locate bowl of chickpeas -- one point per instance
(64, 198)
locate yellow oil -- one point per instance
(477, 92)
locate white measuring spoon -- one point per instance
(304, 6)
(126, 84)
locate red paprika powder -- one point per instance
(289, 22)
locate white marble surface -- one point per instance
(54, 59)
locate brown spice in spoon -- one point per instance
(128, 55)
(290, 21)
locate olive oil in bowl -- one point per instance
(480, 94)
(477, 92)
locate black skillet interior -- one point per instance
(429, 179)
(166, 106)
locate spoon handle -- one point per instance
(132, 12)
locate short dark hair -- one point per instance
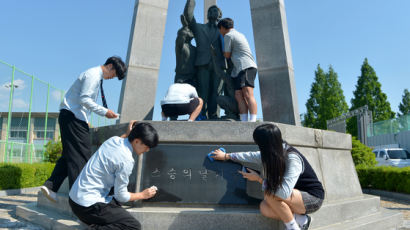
(226, 23)
(118, 65)
(145, 132)
(219, 11)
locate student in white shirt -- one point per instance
(79, 102)
(181, 99)
(110, 166)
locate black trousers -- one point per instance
(105, 216)
(75, 137)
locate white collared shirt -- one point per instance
(81, 98)
(109, 167)
(179, 93)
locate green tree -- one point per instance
(368, 92)
(326, 99)
(404, 106)
(53, 151)
(361, 154)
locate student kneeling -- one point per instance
(181, 99)
(110, 167)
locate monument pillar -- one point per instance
(275, 67)
(138, 90)
(207, 4)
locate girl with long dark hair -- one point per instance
(292, 189)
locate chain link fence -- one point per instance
(29, 109)
(392, 126)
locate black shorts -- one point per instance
(245, 78)
(312, 203)
(172, 110)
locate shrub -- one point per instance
(385, 178)
(53, 151)
(361, 154)
(14, 176)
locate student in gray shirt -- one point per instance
(110, 166)
(236, 48)
(292, 189)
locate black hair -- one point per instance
(145, 132)
(269, 140)
(219, 11)
(118, 65)
(226, 23)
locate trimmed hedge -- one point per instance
(385, 178)
(15, 176)
(361, 154)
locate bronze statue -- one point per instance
(209, 84)
(185, 54)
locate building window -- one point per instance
(39, 126)
(18, 129)
(1, 126)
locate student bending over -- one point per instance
(292, 189)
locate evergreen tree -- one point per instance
(404, 106)
(326, 99)
(368, 92)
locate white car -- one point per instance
(396, 157)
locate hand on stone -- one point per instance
(130, 126)
(252, 175)
(149, 192)
(111, 114)
(218, 155)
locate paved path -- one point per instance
(9, 220)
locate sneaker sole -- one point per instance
(47, 195)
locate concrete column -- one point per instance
(143, 59)
(4, 129)
(3, 138)
(275, 67)
(207, 4)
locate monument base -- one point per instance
(229, 205)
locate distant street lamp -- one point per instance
(8, 86)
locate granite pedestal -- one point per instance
(189, 198)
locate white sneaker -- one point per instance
(307, 225)
(52, 196)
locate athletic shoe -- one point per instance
(52, 196)
(306, 226)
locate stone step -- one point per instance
(330, 213)
(172, 218)
(48, 219)
(383, 220)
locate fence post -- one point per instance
(5, 158)
(29, 123)
(45, 128)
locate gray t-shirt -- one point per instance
(241, 55)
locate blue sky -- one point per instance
(57, 40)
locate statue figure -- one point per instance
(209, 84)
(185, 54)
(227, 101)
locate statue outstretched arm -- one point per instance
(189, 12)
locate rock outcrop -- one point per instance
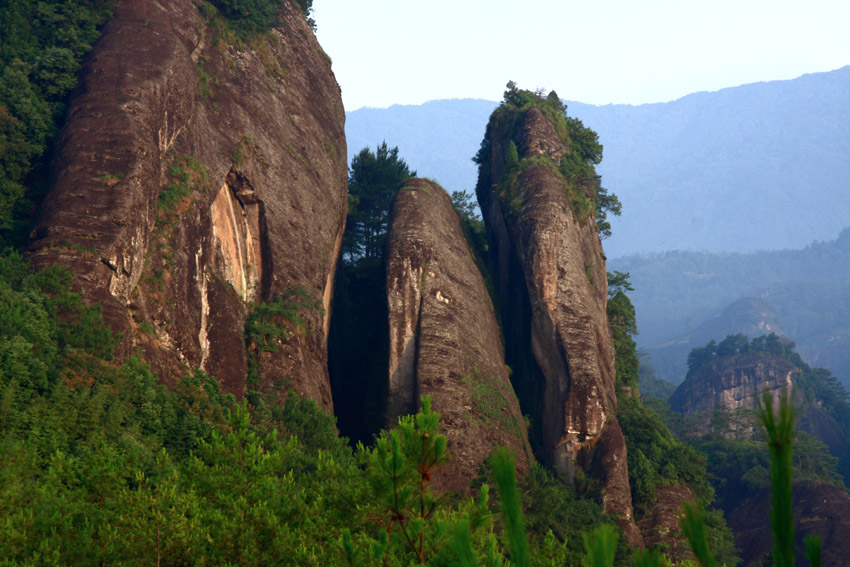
(733, 383)
(819, 509)
(551, 277)
(196, 179)
(444, 338)
(660, 525)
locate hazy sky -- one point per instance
(595, 51)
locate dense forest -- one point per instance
(685, 299)
(103, 464)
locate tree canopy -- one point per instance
(373, 181)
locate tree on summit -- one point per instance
(374, 180)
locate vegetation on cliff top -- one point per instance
(576, 169)
(741, 465)
(41, 46)
(655, 455)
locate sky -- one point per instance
(389, 52)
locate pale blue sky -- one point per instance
(388, 52)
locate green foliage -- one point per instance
(817, 386)
(502, 464)
(187, 175)
(600, 547)
(695, 529)
(41, 46)
(372, 184)
(813, 552)
(778, 427)
(623, 323)
(271, 323)
(576, 169)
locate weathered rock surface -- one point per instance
(660, 525)
(551, 278)
(256, 138)
(444, 338)
(734, 383)
(819, 509)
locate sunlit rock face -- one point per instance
(444, 338)
(735, 384)
(550, 274)
(195, 179)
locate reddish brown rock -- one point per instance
(660, 525)
(735, 384)
(257, 134)
(551, 276)
(444, 338)
(819, 509)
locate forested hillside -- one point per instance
(756, 167)
(685, 299)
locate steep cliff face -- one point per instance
(819, 509)
(733, 383)
(551, 277)
(660, 525)
(195, 180)
(444, 338)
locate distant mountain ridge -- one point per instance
(762, 166)
(685, 299)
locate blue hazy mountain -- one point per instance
(764, 166)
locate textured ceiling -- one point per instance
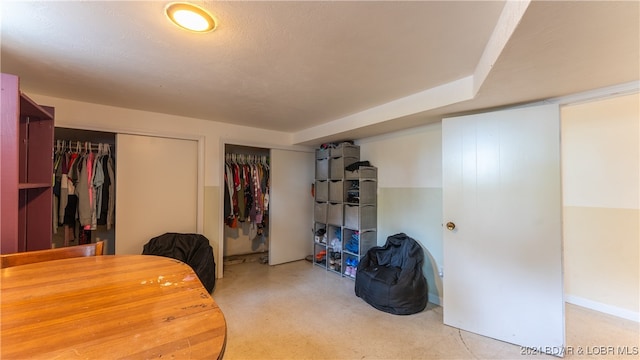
(316, 69)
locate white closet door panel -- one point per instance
(290, 206)
(503, 261)
(156, 189)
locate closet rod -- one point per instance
(80, 145)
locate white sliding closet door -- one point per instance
(503, 260)
(290, 206)
(156, 189)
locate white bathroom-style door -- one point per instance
(290, 205)
(502, 226)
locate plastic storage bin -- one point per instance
(320, 212)
(322, 190)
(363, 172)
(337, 165)
(346, 150)
(334, 214)
(322, 169)
(360, 216)
(336, 190)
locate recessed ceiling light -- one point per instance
(190, 17)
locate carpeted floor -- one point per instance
(298, 311)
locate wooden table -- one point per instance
(108, 307)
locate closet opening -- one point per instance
(84, 188)
(246, 205)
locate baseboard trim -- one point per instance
(604, 308)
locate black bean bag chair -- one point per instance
(390, 277)
(192, 249)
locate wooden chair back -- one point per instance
(30, 257)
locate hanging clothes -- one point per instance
(84, 179)
(246, 189)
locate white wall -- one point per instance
(410, 192)
(601, 184)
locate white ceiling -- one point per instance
(322, 71)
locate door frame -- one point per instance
(221, 163)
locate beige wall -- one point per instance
(601, 171)
(81, 115)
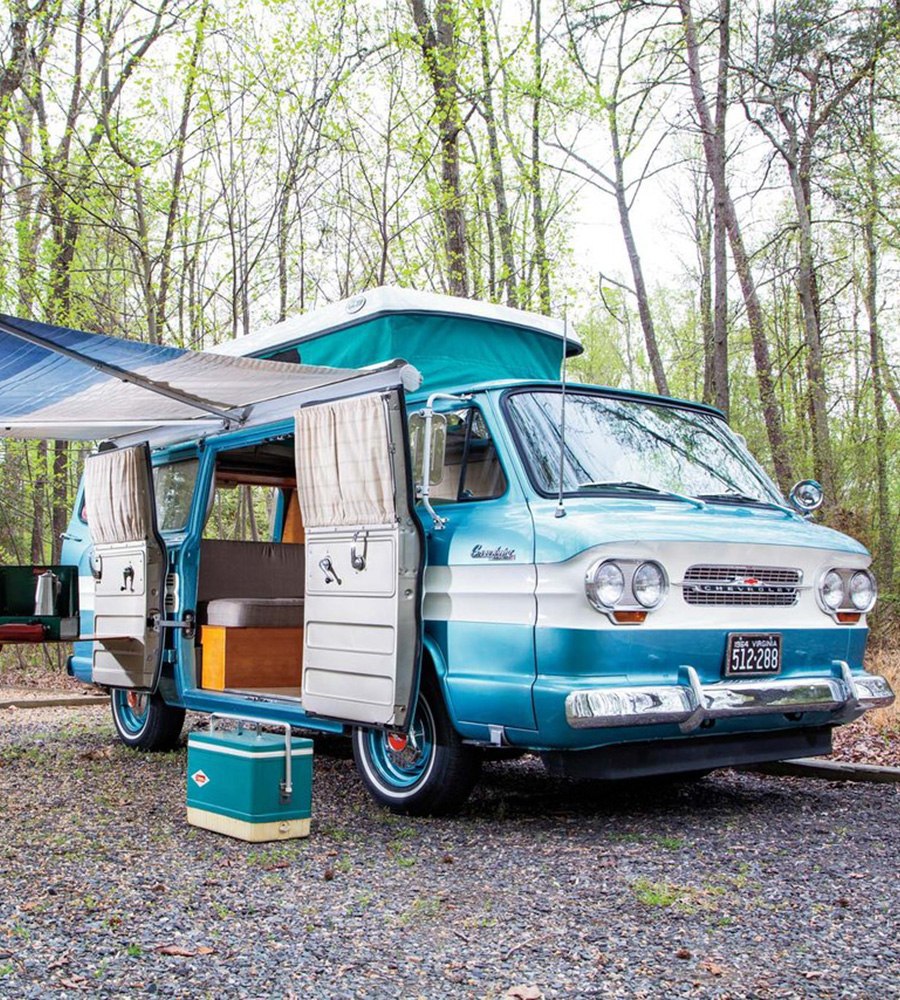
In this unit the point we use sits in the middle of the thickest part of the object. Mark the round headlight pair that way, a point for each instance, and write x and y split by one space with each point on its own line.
846 590
624 584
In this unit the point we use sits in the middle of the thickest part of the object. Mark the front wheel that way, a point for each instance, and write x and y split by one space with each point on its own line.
144 721
424 772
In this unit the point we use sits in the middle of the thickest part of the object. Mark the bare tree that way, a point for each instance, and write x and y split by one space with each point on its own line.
438 41
714 151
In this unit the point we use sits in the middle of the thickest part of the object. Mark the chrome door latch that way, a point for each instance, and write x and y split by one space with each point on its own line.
328 569
357 561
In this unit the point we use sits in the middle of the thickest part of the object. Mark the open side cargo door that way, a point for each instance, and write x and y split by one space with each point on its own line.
129 566
362 638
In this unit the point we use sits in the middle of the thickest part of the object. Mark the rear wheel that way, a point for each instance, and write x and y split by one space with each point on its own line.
144 721
424 772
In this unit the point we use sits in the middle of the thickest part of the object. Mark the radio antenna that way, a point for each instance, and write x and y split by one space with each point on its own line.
560 507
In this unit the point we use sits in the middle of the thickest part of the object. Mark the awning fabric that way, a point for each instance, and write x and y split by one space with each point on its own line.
69 385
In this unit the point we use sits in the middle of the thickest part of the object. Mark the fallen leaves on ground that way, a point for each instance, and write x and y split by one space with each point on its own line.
182 952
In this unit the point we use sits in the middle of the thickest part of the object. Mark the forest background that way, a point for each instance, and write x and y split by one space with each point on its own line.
707 188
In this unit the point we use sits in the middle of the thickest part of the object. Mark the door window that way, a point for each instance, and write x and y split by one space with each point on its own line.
174 486
472 469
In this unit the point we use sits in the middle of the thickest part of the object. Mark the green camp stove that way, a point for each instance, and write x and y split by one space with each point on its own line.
247 783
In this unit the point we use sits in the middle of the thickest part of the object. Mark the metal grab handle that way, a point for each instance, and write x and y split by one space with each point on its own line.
328 569
287 787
- - -
**TASK STATEMENT:**
Write the entries above out again exactly, but not the pictures.

**RESULT:**
locate bowl of chickpeas -- one point per instance
(64, 198)
locate yellow oil -- one point per instance
(477, 92)
locate white measuring spoon -- one point per instance
(304, 6)
(126, 84)
locate red paprika powder -- one point per instance
(289, 22)
locate white marble surface -- one point per instance
(54, 59)
locate brown spice in spoon -- one point per instance
(128, 55)
(290, 21)
locate olive oil in bowl -- one point per instance
(480, 94)
(477, 92)
locate black skillet interior -- one point per instance
(429, 179)
(166, 106)
locate spoon handle -- one point per instance
(132, 12)
locate short dark hair -- one point per instance
(226, 23)
(118, 65)
(145, 132)
(219, 11)
locate student in white shirt -- one point per instance
(79, 102)
(181, 99)
(110, 166)
locate black trousers -- one point per instance
(105, 216)
(75, 137)
locate white collared shirt -- one point per instance
(81, 98)
(109, 167)
(179, 93)
locate green tree -- one point per instance
(368, 92)
(326, 99)
(404, 106)
(53, 151)
(361, 154)
locate student kneeling -- one point per instance
(181, 99)
(110, 167)
locate monument pillar -- one point per instance
(275, 67)
(138, 90)
(207, 4)
locate girl with long dark hair -- one point per instance
(292, 189)
locate chain link fence -- one point per instance
(29, 109)
(392, 126)
locate black shorts -- one point per instance
(245, 78)
(312, 203)
(172, 110)
locate shrub -- one point per instance
(385, 178)
(53, 151)
(361, 154)
(14, 176)
locate student in gray shirt -- one point per instance
(110, 166)
(236, 48)
(292, 189)
locate black hair -- one point per instance
(145, 132)
(269, 140)
(219, 11)
(118, 65)
(226, 23)
locate trimmed hedge -- one point per instance
(385, 178)
(15, 176)
(361, 154)
locate bronze statue -- one point per instance
(209, 84)
(185, 54)
locate building window -- one point per instance
(39, 126)
(18, 129)
(1, 126)
locate student bending over -- one point per instance
(292, 189)
locate evergreen tree -- one point per instance
(404, 106)
(326, 99)
(368, 92)
locate white car -- one point per instance
(396, 157)
locate hand on stone -- one point per instance
(130, 126)
(252, 175)
(149, 192)
(111, 114)
(218, 155)
locate paved path -- one point per instance
(9, 220)
locate sneaker sole -- one point per instance
(47, 195)
locate concrete column -- one point per instance
(143, 59)
(4, 129)
(3, 138)
(275, 67)
(207, 4)
locate monument base -- one point per instance
(229, 205)
locate distant street lamp -- one point per instance
(8, 86)
locate granite pedestal -- one point per instance
(189, 198)
locate white sneaker -- one point per instance
(307, 225)
(52, 196)
locate athletic shoe -- one point per instance
(52, 196)
(306, 226)
locate stone step -- one point per instance
(330, 213)
(172, 218)
(48, 219)
(383, 220)
locate fence post -- one point per instance
(5, 158)
(29, 123)
(45, 128)
locate gray t-shirt -- one point per instance
(241, 55)
locate blue sky -- one point per instance
(57, 40)
locate statue figure -- one point per instance
(209, 84)
(185, 54)
(227, 101)
locate statue outstretched arm -- one point per instance
(189, 12)
locate rock outcrop -- one point per instance
(733, 383)
(819, 509)
(551, 277)
(196, 179)
(444, 338)
(660, 525)
locate hazy sky -- one point per instance
(595, 51)
locate dense forest -- one point per instance
(685, 299)
(103, 464)
locate tree canopy -- one point per instance
(373, 181)
locate tree on summit -- one point per instance
(374, 180)
locate vegetation on cliff top -- one point per instance
(576, 169)
(741, 465)
(41, 46)
(655, 455)
locate sky -- one point per instance
(389, 52)
locate pale blue sky -- one point per instance
(388, 52)
locate green foliage -- one point per instance
(817, 386)
(502, 464)
(187, 175)
(600, 547)
(695, 529)
(41, 46)
(372, 184)
(813, 552)
(778, 427)
(623, 323)
(271, 323)
(576, 169)
locate weathered rock surface -- one point per instance
(660, 525)
(551, 278)
(256, 138)
(444, 338)
(734, 383)
(819, 509)
locate sunlit rock face -- one point per instance
(444, 338)
(735, 384)
(550, 274)
(195, 179)
locate reddish brown rock -- one point per instance
(660, 525)
(735, 384)
(257, 134)
(551, 276)
(444, 338)
(819, 509)
locate forested hillside -- one point per instance
(756, 167)
(685, 299)
locate steep cliff face -- one point per instance
(819, 509)
(733, 383)
(551, 277)
(660, 525)
(195, 180)
(444, 338)
locate distant mountain ridge -- one point per instance
(762, 166)
(685, 299)
locate blue hazy mountain -- one point per instance
(764, 166)
locate textured ceiling -- one point per instance
(316, 69)
locate white closet door panel -- one point per instance
(290, 206)
(503, 261)
(156, 189)
locate closet rod -- one point per instance
(80, 145)
locate white sliding closet door -- one point per instance
(503, 260)
(290, 206)
(156, 189)
locate white bathroom-style door -- one point per instance
(290, 205)
(502, 226)
locate plastic storage bin -- one point per instance
(320, 212)
(322, 190)
(363, 172)
(337, 165)
(346, 150)
(334, 214)
(322, 169)
(360, 216)
(336, 190)
locate recessed ceiling light -- one point per instance
(190, 17)
locate carpeted floor -- one point per instance
(298, 311)
locate wooden table -- one point per instance
(108, 307)
locate closet opening -- one point per instance
(84, 188)
(246, 205)
locate baseboard trim -- one point per instance
(604, 308)
locate black bean bag chair -- one point per instance
(390, 277)
(192, 249)
locate wooden chair back -- one point per instance
(30, 257)
locate hanging clothes -- one point per instance
(84, 179)
(246, 189)
locate white wall -- one point per instance
(410, 192)
(601, 184)
locate white ceiling -- one point per instance
(322, 71)
locate door frame -- one point per instance
(221, 163)
locate beige wall -- one point per instance
(601, 171)
(81, 115)
In this unit the point we use sits in the middle of the thickest part of the object. Mark the round headlight pair that way, a point for each instance, and write x and y split by one space with each point on its own line.
846 590
624 584
In this unit the point we use sits in the middle of the thickest part of the object. Mark the front wheel that way, a point for each instance, and write x and y split by one space with each point on its own line.
144 721
424 772
In this unit the point we use sits in the middle of the thickest part of the object. Mark the bare tree that way, a point for each instance, and write x and y split by one space with each point on its own line.
438 41
714 151
In this unit the point we use sits in the middle of the thickest part of the object. Mark the chrome door latch that way, a point for each instance, and write x and y split by one space with each point on its own line.
328 569
357 561
In this unit the point we use sits in the middle of the thickest part of the object. Mark the open side cargo door that way, a point for each instance, and write x and y split by one space with each point on its own line.
129 566
362 638
In this unit the point we use sits in the middle of the thickest part of the object. Mark the rear wheel that way, a point for each instance, and write x and y split by one space with each point on its own line.
144 721
424 772
In this unit the point we use sits in the middle of the thickest part of the object. Mark the radio antenna that way, a point for each instance, and write x and y split by one space with each point on its own line.
560 507
In this unit the point we use sits in the middle of the thickest part of the object. Mark the awning fabric that way, a point for each instance, and write x and y split by one space with each point on its own line.
69 385
In this unit the point we use sits in the middle of the thickest part of the object. Mark the fallen leaves on ground that way, a point for each instance, and write x and y split by one space with each point on its own line.
182 952
In this unit the point we use sits in the middle of the thickest part of the object. Mark the forest background that way, a point for each instance, and write x and y split by one space with each point on its own line.
707 188
In this unit the point we use sits in the middle of the thickest part of the object. Mark the door window that way, a point for each instance, and write x and y split by one space with each point on its own line.
174 486
472 469
In this unit the point we use sits in the middle of the thickest part of the object. Mark the green camp stove that way, a point for each instance, and write x and y split by one space with each point on its own line.
247 783
In this unit the point we use sits in the middle of the thickest part of the object. Mark the metal grab handle that way, a point for each instance, and write x and y split by one space with each point on its own line.
328 569
287 787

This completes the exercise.